◆ **What is required**:
Exactly as written, please set down all of the entries again, with no pictures.

◆ **Records for processing**:
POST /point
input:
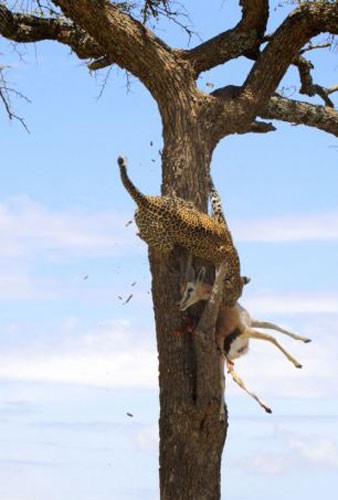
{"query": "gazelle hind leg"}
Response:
(240, 382)
(272, 326)
(253, 334)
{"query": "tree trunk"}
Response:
(191, 434)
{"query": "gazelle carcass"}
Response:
(234, 328)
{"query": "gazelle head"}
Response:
(195, 290)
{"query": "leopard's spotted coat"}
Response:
(165, 221)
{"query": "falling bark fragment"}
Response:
(128, 299)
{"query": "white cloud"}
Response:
(31, 229)
(295, 227)
(147, 439)
(299, 452)
(270, 303)
(111, 356)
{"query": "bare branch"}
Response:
(26, 28)
(307, 21)
(244, 39)
(308, 87)
(5, 92)
(315, 46)
(125, 42)
(301, 113)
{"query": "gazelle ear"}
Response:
(201, 275)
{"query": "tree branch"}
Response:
(244, 39)
(308, 87)
(305, 22)
(26, 28)
(301, 113)
(124, 40)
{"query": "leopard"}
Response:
(166, 221)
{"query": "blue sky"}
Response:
(75, 358)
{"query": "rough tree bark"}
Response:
(191, 436)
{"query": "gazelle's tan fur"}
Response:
(234, 328)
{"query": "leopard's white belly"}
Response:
(239, 346)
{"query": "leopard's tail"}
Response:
(216, 204)
(138, 197)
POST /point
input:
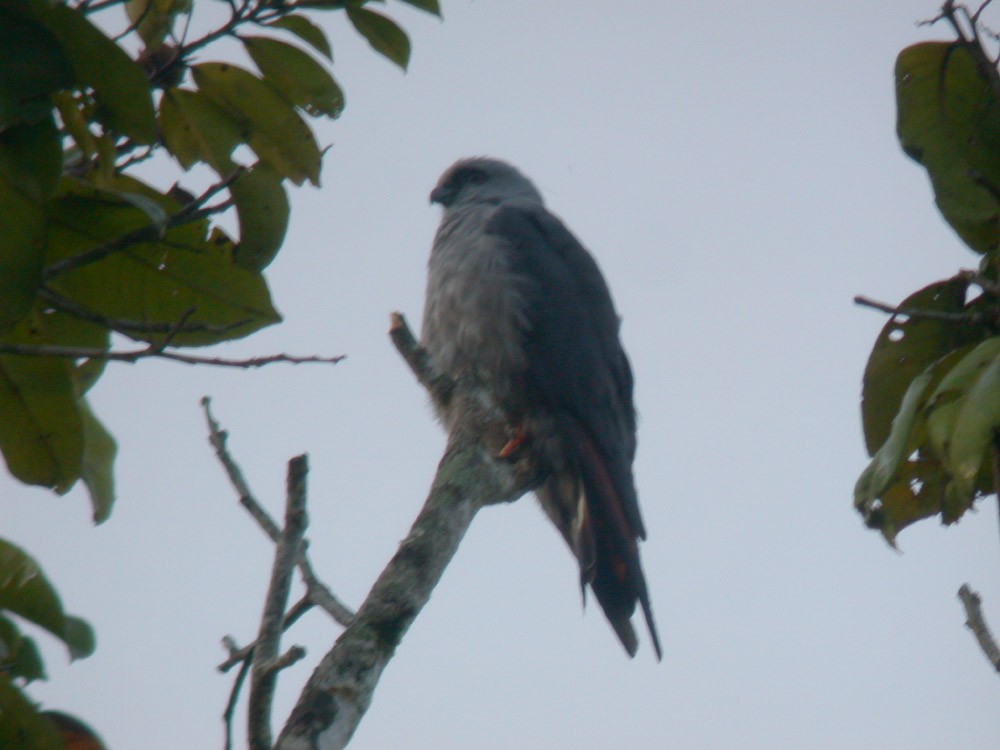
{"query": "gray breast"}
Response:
(474, 309)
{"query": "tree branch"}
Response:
(916, 313)
(123, 325)
(469, 478)
(193, 211)
(266, 661)
(977, 624)
(153, 350)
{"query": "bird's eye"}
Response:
(475, 177)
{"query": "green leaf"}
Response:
(276, 132)
(382, 33)
(22, 253)
(25, 591)
(31, 157)
(119, 84)
(302, 80)
(881, 472)
(428, 6)
(905, 348)
(23, 727)
(97, 471)
(75, 734)
(973, 431)
(950, 396)
(71, 112)
(262, 206)
(40, 431)
(195, 128)
(32, 66)
(949, 121)
(157, 281)
(307, 31)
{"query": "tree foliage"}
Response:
(89, 249)
(931, 397)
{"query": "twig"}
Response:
(153, 231)
(123, 325)
(87, 7)
(318, 593)
(975, 622)
(995, 455)
(469, 478)
(266, 662)
(133, 356)
(242, 655)
(916, 312)
(437, 383)
(234, 694)
(987, 67)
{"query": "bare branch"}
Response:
(242, 655)
(266, 662)
(469, 477)
(123, 325)
(317, 591)
(152, 351)
(916, 312)
(191, 212)
(439, 385)
(975, 622)
(234, 694)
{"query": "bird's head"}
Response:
(483, 180)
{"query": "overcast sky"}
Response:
(734, 169)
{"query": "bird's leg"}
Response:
(518, 437)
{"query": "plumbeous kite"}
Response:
(513, 296)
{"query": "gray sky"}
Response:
(734, 168)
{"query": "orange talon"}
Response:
(517, 439)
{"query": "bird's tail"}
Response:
(614, 571)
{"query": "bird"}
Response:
(514, 298)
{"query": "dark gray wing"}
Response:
(576, 363)
(578, 374)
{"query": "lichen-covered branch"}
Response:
(266, 660)
(977, 624)
(469, 477)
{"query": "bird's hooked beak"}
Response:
(443, 195)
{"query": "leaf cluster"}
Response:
(89, 249)
(931, 396)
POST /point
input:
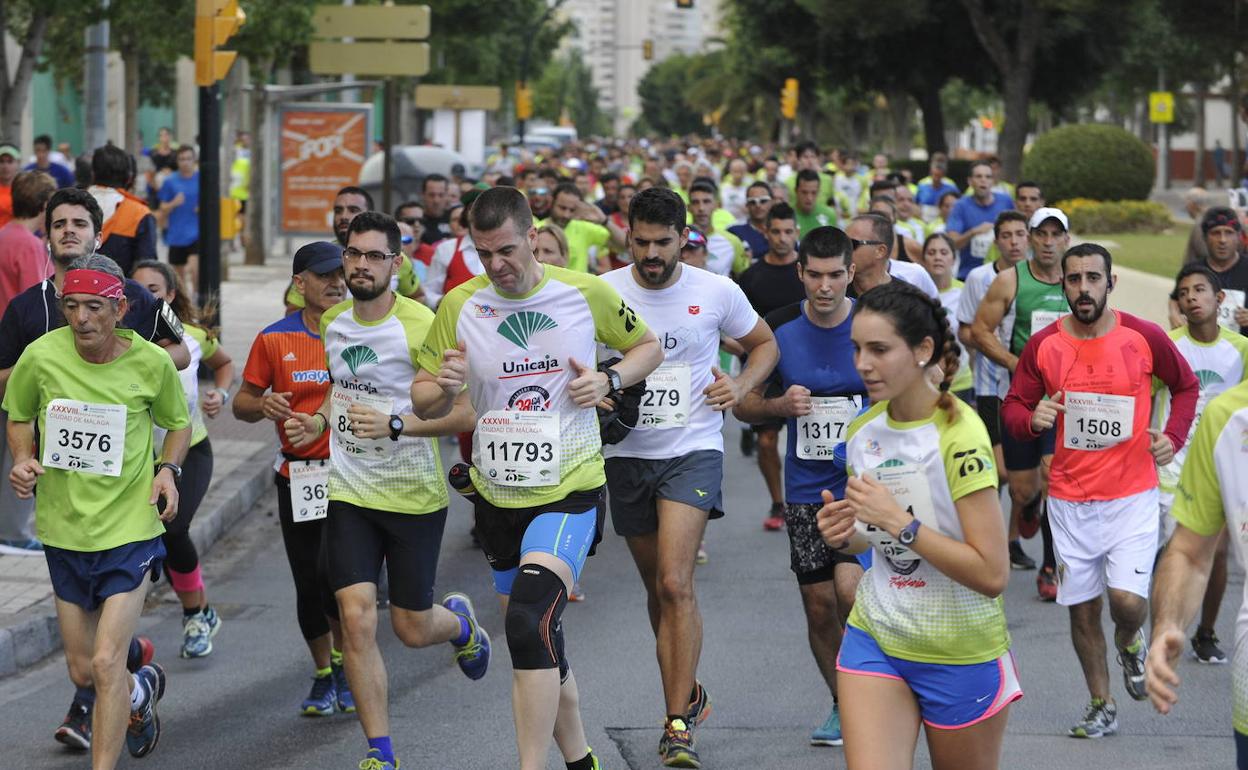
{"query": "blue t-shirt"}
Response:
(969, 214)
(755, 240)
(823, 361)
(184, 221)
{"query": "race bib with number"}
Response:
(519, 448)
(85, 437)
(341, 401)
(1233, 301)
(981, 243)
(665, 403)
(310, 489)
(1097, 421)
(820, 431)
(909, 488)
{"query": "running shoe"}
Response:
(1017, 558)
(677, 745)
(197, 633)
(829, 734)
(322, 699)
(775, 518)
(342, 694)
(144, 730)
(1046, 584)
(1132, 660)
(699, 705)
(375, 761)
(75, 731)
(473, 655)
(1098, 720)
(1204, 648)
(1028, 518)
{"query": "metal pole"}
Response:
(210, 196)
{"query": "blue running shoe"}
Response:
(375, 761)
(472, 657)
(144, 730)
(322, 699)
(197, 633)
(829, 734)
(342, 689)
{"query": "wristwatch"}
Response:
(909, 533)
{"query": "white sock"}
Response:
(136, 693)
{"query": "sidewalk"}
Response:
(242, 472)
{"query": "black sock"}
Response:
(584, 763)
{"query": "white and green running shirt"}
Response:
(373, 363)
(1213, 492)
(1218, 365)
(911, 609)
(519, 351)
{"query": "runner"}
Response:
(387, 494)
(92, 392)
(818, 392)
(664, 477)
(286, 373)
(538, 322)
(1219, 358)
(1018, 303)
(1211, 497)
(200, 622)
(1096, 368)
(926, 642)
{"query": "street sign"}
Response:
(372, 21)
(322, 150)
(458, 97)
(376, 59)
(1161, 106)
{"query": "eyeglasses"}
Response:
(856, 243)
(373, 257)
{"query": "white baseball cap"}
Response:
(1048, 212)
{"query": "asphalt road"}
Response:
(237, 708)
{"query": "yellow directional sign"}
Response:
(377, 59)
(372, 21)
(1161, 106)
(458, 97)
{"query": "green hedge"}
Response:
(1091, 161)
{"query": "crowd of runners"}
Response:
(579, 325)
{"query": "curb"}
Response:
(227, 501)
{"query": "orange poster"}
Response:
(323, 149)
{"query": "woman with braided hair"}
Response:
(926, 642)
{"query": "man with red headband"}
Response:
(94, 392)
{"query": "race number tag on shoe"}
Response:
(341, 401)
(820, 431)
(85, 437)
(1097, 421)
(909, 488)
(665, 403)
(310, 489)
(519, 448)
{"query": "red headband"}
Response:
(92, 282)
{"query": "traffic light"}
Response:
(523, 101)
(789, 99)
(215, 23)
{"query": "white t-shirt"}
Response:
(688, 318)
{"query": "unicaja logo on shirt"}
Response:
(523, 325)
(357, 356)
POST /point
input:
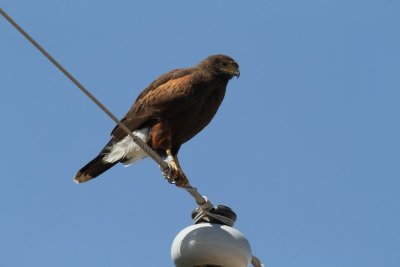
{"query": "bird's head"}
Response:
(221, 65)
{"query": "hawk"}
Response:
(169, 112)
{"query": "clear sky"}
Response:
(305, 147)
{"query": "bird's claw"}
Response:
(176, 176)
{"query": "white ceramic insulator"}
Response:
(210, 244)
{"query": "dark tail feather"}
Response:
(93, 169)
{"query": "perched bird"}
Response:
(169, 112)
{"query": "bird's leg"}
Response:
(177, 175)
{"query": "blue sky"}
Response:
(305, 147)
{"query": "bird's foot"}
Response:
(176, 175)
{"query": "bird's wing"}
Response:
(161, 94)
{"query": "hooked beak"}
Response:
(236, 73)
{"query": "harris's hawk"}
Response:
(169, 112)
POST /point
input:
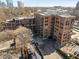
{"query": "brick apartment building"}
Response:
(56, 26)
(43, 24)
(46, 25)
(62, 28)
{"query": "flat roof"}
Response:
(67, 16)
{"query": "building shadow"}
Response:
(48, 47)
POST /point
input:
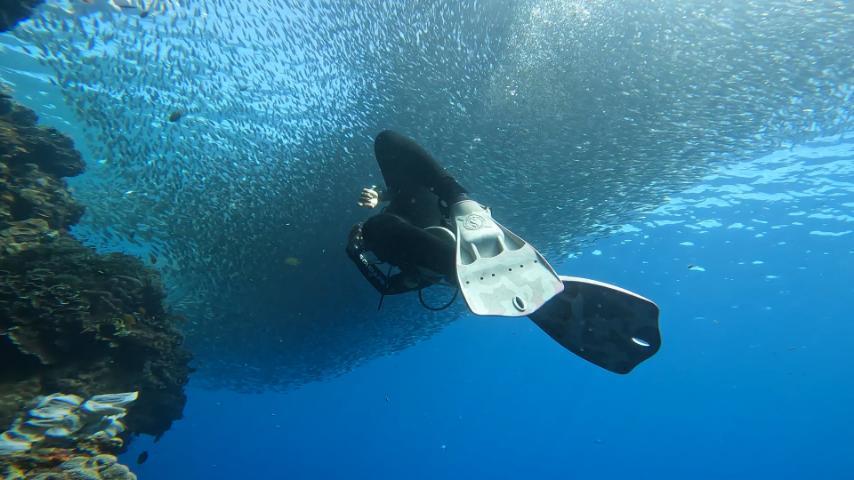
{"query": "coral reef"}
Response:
(73, 320)
(13, 11)
(64, 437)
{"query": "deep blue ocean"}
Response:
(751, 381)
(700, 154)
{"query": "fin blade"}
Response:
(604, 324)
(498, 272)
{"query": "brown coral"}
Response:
(70, 319)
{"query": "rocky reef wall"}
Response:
(73, 320)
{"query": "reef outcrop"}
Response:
(73, 320)
(13, 11)
(62, 437)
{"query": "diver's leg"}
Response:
(404, 164)
(398, 242)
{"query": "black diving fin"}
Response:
(601, 323)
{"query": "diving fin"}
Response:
(498, 272)
(603, 324)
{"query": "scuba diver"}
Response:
(433, 233)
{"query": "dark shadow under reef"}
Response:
(13, 11)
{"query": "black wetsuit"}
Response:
(416, 186)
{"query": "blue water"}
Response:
(753, 269)
(699, 153)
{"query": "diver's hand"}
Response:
(369, 198)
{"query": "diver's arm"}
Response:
(372, 196)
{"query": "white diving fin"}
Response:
(498, 272)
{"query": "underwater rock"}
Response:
(82, 451)
(72, 320)
(13, 11)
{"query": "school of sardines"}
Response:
(228, 139)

◆ **Answer for this exercise**:
POST /point
input:
{"query": "gazelle hind leg"}
Response:
(240, 382)
(272, 326)
(253, 334)
{"query": "tree trunk"}
Response:
(191, 434)
{"query": "gazelle carcass"}
Response:
(234, 328)
{"query": "gazelle head"}
Response:
(195, 290)
{"query": "leopard's spotted coat"}
Response:
(165, 221)
{"query": "falling bark fragment"}
Response:
(128, 299)
{"query": "white cloud"}
Response:
(31, 229)
(295, 227)
(147, 439)
(299, 452)
(270, 303)
(111, 356)
{"query": "bare branch"}
Response:
(26, 28)
(307, 21)
(244, 39)
(308, 87)
(5, 92)
(315, 46)
(125, 42)
(301, 113)
{"query": "gazelle ear"}
Response:
(201, 275)
{"query": "tree branch"}
Response:
(244, 39)
(308, 87)
(305, 22)
(26, 28)
(301, 113)
(124, 40)
{"query": "leopard"}
Response:
(166, 221)
{"query": "blue sky"}
Response:
(75, 358)
{"query": "rough tree bark"}
Response:
(191, 436)
{"query": "gazelle's tan fur"}
Response:
(234, 328)
{"query": "leopard's white belly"}
Response:
(239, 346)
{"query": "leopard's tail"}
Response:
(216, 204)
(138, 197)
POST /point
input:
{"query": "gray breast"}
Response:
(474, 309)
{"query": "tree branch"}
Response:
(916, 313)
(123, 325)
(469, 478)
(193, 211)
(266, 661)
(977, 624)
(153, 350)
{"query": "bird's eye"}
Response:
(475, 177)
{"query": "green leaf"}
Response:
(276, 132)
(382, 33)
(22, 253)
(25, 591)
(31, 157)
(119, 84)
(302, 80)
(881, 472)
(428, 6)
(905, 348)
(23, 727)
(97, 471)
(75, 734)
(973, 431)
(950, 396)
(71, 112)
(262, 206)
(40, 431)
(195, 128)
(32, 66)
(949, 121)
(157, 281)
(307, 31)
{"query": "tree foliage"}
Response:
(89, 249)
(931, 397)
{"query": "twig"}
Response:
(153, 231)
(123, 325)
(87, 7)
(318, 593)
(975, 622)
(995, 455)
(469, 478)
(266, 662)
(133, 356)
(242, 655)
(916, 312)
(437, 383)
(234, 694)
(987, 67)
{"query": "bare branch"}
Response:
(242, 655)
(266, 662)
(469, 477)
(123, 325)
(317, 591)
(152, 351)
(916, 312)
(191, 212)
(439, 385)
(975, 622)
(234, 694)
{"query": "bird's head"}
Response:
(483, 180)
{"query": "overcast sky"}
Response:
(734, 169)
{"query": "bird's leg"}
Response:
(518, 437)
{"query": "plumbeous kite"}
Response:
(513, 296)
{"query": "gray sky"}
Response:
(734, 168)
{"query": "orange talon"}
Response:
(517, 439)
{"query": "bird's tail"}
Response:
(614, 571)
{"query": "bird"}
Response:
(514, 298)
{"query": "dark gray wing"}
Response:
(576, 363)
(578, 374)
{"query": "lichen-covered branch"}
Response:
(266, 660)
(977, 624)
(469, 477)
{"query": "bird's hooked beak"}
Response:
(443, 195)
{"query": "leaf cluster"}
Response:
(89, 249)
(931, 396)
POST /point
input:
{"query": "blue t-shirt"}
Response:
(969, 214)
(755, 240)
(823, 361)
(184, 221)
{"query": "race bib with number"}
Response:
(519, 448)
(85, 437)
(341, 401)
(1233, 301)
(981, 243)
(665, 403)
(310, 489)
(1097, 421)
(820, 431)
(909, 488)
{"query": "running shoe"}
Response:
(1017, 558)
(677, 745)
(197, 633)
(829, 734)
(322, 699)
(775, 518)
(342, 694)
(144, 730)
(1046, 584)
(1132, 660)
(699, 705)
(375, 761)
(75, 731)
(473, 655)
(1098, 720)
(1204, 648)
(1028, 518)
{"query": "metal pole"}
Response:
(210, 196)
{"query": "blue running shoe"}
Response:
(375, 761)
(472, 657)
(144, 730)
(322, 699)
(197, 633)
(829, 734)
(342, 689)
{"query": "wristwatch"}
Response:
(909, 533)
{"query": "white sock"}
Response:
(136, 693)
{"query": "sidewalk"}
Response:
(242, 472)
{"query": "black sock"}
Response:
(584, 763)
{"query": "white and green running shirt"}
Response:
(373, 363)
(1213, 492)
(1218, 365)
(911, 609)
(519, 351)
{"query": "runner"}
Response:
(387, 494)
(92, 392)
(818, 392)
(664, 477)
(286, 373)
(538, 322)
(1219, 358)
(1018, 303)
(1211, 497)
(200, 622)
(1096, 368)
(926, 642)
{"query": "street sign"}
Response:
(372, 21)
(322, 150)
(458, 97)
(376, 59)
(1161, 106)
{"query": "eyeglasses"}
Response:
(856, 243)
(373, 257)
{"query": "white baseball cap"}
Response:
(1048, 212)
{"query": "asphalt road"}
Response:
(237, 708)
{"query": "yellow directional sign"}
Response:
(377, 59)
(372, 21)
(1161, 106)
(458, 97)
{"query": "green hedge"}
Response:
(1091, 161)
{"query": "crowd of runners"}
Response:
(579, 325)
{"query": "curb"}
Response:
(227, 501)
{"query": "orange poster"}
Response:
(323, 149)
{"query": "woman with braided hair"}
Response:
(926, 642)
{"query": "man with red headband"}
Response:
(94, 392)
{"query": "race number tag on shoe"}
Response:
(341, 401)
(820, 431)
(85, 437)
(1097, 421)
(909, 488)
(665, 403)
(310, 489)
(519, 448)
{"query": "red headband"}
Response:
(92, 282)
{"query": "traffic light"}
Response:
(523, 101)
(789, 99)
(215, 23)
{"query": "white t-shirt"}
Response:
(688, 318)
{"query": "unicaja logo on shirt"}
Response:
(523, 325)
(357, 356)
POST /point
input:
{"query": "bird's head"}
Response:
(221, 65)
{"query": "hawk"}
Response:
(169, 112)
{"query": "clear sky"}
Response:
(305, 147)
{"query": "bird's claw"}
Response:
(176, 176)
{"query": "white ceramic insulator"}
Response:
(210, 244)
{"query": "dark tail feather"}
Response:
(93, 169)
{"query": "perched bird"}
Response:
(169, 112)
{"query": "bird's leg"}
Response:
(177, 175)
{"query": "blue sky"}
Response:
(305, 147)
{"query": "bird's foot"}
Response:
(176, 175)
{"query": "bird's wing"}
Response:
(161, 94)
{"query": "hooked beak"}
Response:
(236, 73)
{"query": "harris's hawk"}
Response:
(169, 112)
POST /point
input:
{"query": "brick apartment building"}
Response:
(56, 26)
(43, 24)
(46, 25)
(62, 28)
{"query": "flat roof"}
Response:
(67, 16)
{"query": "building shadow"}
Response:
(48, 47)
POST /point
input:
{"query": "coral reef"}
Response:
(73, 320)
(13, 11)
(64, 437)
{"query": "deep blue ocean"}
Response:
(751, 381)
(700, 154)
{"query": "fin blade"}
Response:
(604, 324)
(498, 272)
{"query": "brown coral"}
Response:
(70, 319)
{"query": "rocky reef wall"}
Response:
(73, 320)
{"query": "reef outcrop"}
Response:
(73, 320)
(13, 11)
(62, 437)
{"query": "diver's leg"}
Response:
(404, 164)
(398, 242)
{"query": "black diving fin"}
Response:
(601, 323)
{"query": "diving fin"}
Response:
(498, 272)
(603, 324)
{"query": "scuba diver"}
Response:
(433, 233)
{"query": "dark shadow under reef"}
Response:
(13, 11)
{"query": "black wetsuit"}
Response:
(416, 186)
{"query": "blue water"}
Response:
(753, 269)
(699, 153)
{"query": "diver's hand"}
Response:
(369, 198)
{"query": "diver's arm"}
Response:
(372, 196)
{"query": "white diving fin"}
Response:
(498, 272)
{"query": "underwater rock"}
Response:
(82, 451)
(72, 320)
(13, 11)
{"query": "school of sardines"}
Response:
(228, 139)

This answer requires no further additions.